(Phrase grounding data)
◆ ◆ ◆ ◆
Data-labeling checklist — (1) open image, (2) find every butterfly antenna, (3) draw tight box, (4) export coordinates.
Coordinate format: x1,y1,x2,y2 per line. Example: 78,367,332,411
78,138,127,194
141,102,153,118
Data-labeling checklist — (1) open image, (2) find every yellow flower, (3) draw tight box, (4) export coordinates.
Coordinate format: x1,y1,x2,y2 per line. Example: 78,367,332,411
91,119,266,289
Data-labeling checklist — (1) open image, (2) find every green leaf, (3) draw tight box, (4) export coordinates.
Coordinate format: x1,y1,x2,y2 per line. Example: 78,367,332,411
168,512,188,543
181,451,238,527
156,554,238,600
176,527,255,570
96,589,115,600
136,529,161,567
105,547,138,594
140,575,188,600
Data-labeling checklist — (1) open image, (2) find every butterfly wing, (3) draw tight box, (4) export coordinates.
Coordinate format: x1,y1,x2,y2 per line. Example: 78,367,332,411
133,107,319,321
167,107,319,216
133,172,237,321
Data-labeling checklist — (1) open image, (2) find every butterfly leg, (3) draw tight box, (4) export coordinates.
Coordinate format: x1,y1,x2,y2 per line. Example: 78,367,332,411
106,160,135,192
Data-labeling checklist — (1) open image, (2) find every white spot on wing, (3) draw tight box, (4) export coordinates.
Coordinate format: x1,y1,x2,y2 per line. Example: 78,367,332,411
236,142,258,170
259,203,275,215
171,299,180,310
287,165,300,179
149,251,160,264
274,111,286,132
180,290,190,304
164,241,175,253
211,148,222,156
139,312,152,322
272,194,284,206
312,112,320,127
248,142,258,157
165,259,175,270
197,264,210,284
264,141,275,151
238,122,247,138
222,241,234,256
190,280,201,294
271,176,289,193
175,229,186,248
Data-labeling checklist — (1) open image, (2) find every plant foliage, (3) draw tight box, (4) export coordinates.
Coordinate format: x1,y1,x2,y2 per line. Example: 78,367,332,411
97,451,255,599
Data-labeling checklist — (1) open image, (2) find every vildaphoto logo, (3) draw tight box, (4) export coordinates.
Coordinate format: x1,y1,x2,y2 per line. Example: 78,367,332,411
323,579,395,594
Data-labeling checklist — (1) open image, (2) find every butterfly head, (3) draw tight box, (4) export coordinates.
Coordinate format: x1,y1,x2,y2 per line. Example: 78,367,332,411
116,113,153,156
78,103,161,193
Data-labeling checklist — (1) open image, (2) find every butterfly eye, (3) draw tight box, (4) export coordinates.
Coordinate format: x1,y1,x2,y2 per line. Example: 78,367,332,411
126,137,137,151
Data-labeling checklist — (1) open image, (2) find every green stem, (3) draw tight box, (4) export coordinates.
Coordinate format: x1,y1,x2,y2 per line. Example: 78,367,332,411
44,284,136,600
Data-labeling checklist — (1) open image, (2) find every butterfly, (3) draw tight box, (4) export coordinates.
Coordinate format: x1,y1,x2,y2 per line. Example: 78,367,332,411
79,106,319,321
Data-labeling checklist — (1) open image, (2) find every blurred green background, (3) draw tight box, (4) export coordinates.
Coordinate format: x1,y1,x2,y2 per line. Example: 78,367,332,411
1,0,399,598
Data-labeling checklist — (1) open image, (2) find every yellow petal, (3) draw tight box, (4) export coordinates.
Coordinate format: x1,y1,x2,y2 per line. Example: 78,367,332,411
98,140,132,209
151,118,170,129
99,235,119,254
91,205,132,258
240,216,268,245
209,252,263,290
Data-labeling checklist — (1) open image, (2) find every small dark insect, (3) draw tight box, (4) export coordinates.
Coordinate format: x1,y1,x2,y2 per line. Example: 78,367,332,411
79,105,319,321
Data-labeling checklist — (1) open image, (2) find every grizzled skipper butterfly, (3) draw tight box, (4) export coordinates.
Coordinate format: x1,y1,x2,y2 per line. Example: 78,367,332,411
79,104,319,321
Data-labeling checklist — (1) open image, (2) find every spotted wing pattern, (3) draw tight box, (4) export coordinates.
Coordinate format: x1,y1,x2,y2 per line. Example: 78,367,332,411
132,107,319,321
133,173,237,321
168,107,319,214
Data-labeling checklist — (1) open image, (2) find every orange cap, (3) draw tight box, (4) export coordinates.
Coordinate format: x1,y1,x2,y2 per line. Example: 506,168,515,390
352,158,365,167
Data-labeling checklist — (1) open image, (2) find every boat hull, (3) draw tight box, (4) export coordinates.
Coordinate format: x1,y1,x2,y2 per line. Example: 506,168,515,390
◆ ◆ ◆ ◆
> _TASK DETAILS_:
In the lines above, every record is to be repeated exactly.

> _EXPECTED ANSWER_:
Data-labeling checklist — (1) open image, (2) find every butterfly antenna, (3) draw tight box, (4) export coordinates.
Coordinate format: x1,y1,x2,y2 per line. Example: 78,367,332,411
78,138,127,194
141,102,153,118
Data-labeling checklist — (1) open image, (2) find every yellow flower, (3) draw tight box, (4) export coordinates.
Coordinate format: x1,y1,x2,y2 per line. Example: 78,367,332,411
91,119,266,289
Data-labeling checklist — (1) open image, (2) find every green leaf, (3) draw tight box, (4) export coordinates.
Coordinate format: x1,y1,x2,y2 per line. Example: 78,367,332,411
168,512,188,543
181,451,238,527
156,554,238,600
176,527,255,570
96,589,115,600
136,529,161,567
105,547,138,594
140,575,188,600
Data-labeling checklist — (1) open image, (2) find every butterfly wing, (3) draw tight box, (4) export coordinates.
Coordinate format: x1,y1,x2,y2 per line. Example: 78,367,332,411
133,107,319,321
167,107,319,216
133,172,237,321
Data-labeling checklist — (1) open image, (2) find every butterfly leg, (3) draw tight box, (4) export coordinates.
Coordinate format: x1,y1,x2,y2 per line. Example: 78,367,332,411
106,160,135,192
Data-labeling checklist — (1) open image, (2) find every white spot on wing, (3) draw tight box, (4) export coordinates.
Coordinate format: x1,y1,x2,y2 per line. Example: 78,367,332,411
236,142,258,170
259,203,275,215
171,299,180,310
287,165,300,179
149,251,160,264
274,111,286,132
180,290,190,304
164,241,175,253
211,148,222,156
139,312,152,322
272,194,284,206
312,112,320,127
248,142,258,157
165,259,175,270
197,264,210,284
264,141,275,151
238,122,247,138
222,241,234,256
190,280,201,294
271,176,289,193
175,229,186,248
Data-labeling checklist — (1) open image, (2) find every plant foliage, (3) draw tight box, (4) export coordinates.
Coordinate format: x1,y1,x2,y2 per line. Example: 78,367,332,411
97,451,255,599
Data-labeling checklist — (1) open image, (2) find every vildaphoto logo, (3) draw tight box, (4) export coordinates.
Coordinate format: x1,y1,x2,y2 per line. Example: 78,367,332,411
323,579,395,594
Data-labeling checklist — (1) open image, (2) find every butterfly head, (3) draw tight box, (4) export coordinates.
Coordinate format: x1,y1,x2,y2 per line. Example: 78,367,332,411
116,113,153,156
78,103,161,193
Data-labeling checklist — (1) open image, (2) find every butterfly eye, (3) draw tight box, (4) export coordinates.
Coordinate format: x1,y1,x2,y2 per line. Example: 78,367,332,411
126,137,137,151
Data-labeling checklist — (1) open image, (2) find every green stem, (3) draw tight box, (4) export coordinates.
Coordinate format: x1,y1,x2,y2 per line. Example: 78,367,332,411
44,284,136,600
Data-labeling checklist — (1) open image, (2) find every butterfly, (3) draw tight box, (4) export coordinates.
Coordinate format: x1,y1,x2,y2 per line. Example: 78,367,332,411
79,106,319,321
Data-labeling checklist — (1) open image, (2) find every blurred green background, (3) draw tight box, (4) export coordinates.
Coordinate format: x1,y1,x2,y2 per line. Example: 78,367,332,411
1,0,399,598
Data-labeling checklist — (1) open image, (2) find every yellow petal, (3) draw tight box, (4) export coordinates.
Coordinate format: x1,y1,x2,y2 per line. Example: 78,367,332,411
98,140,132,209
151,118,170,129
99,235,119,254
91,205,132,258
240,216,268,245
209,252,263,290
Data-labeling checklist — (1) open image, (2) find every small dark insect, (3) draw tight box, (4) export coordinates.
Coordinate format: x1,y1,x2,y2 per line. Example: 78,367,332,411
79,105,319,321
Data-labeling checklist — (1) open image, (2) find every grizzled skipper butterfly, (3) draw tight box, (4) export coordinates.
Coordinate format: x1,y1,x2,y2 per line. Example: 78,367,332,411
79,104,319,321
Data-labeling checklist — (1) open image, (2) find every spotted wing pattern, (3) draw tight box, (4) export coordinates.
Coordinate format: x1,y1,x2,y2 per line. Example: 78,367,332,411
132,107,319,321
133,173,237,321
168,107,319,214
Data-labeling checklist — (1) open image, (2) find every orange cap, (3) draw tight box, (4) export coordinates.
Coordinate format: x1,y1,x2,y2 per line. Example: 506,168,515,390
352,158,365,167
Data-labeling checklist — (1) open image, (2) find every boat hull, (3) draw tight box, (4) export coordinates.
Coordinate format: x1,y1,x2,y2 per line. Example: 506,168,515,390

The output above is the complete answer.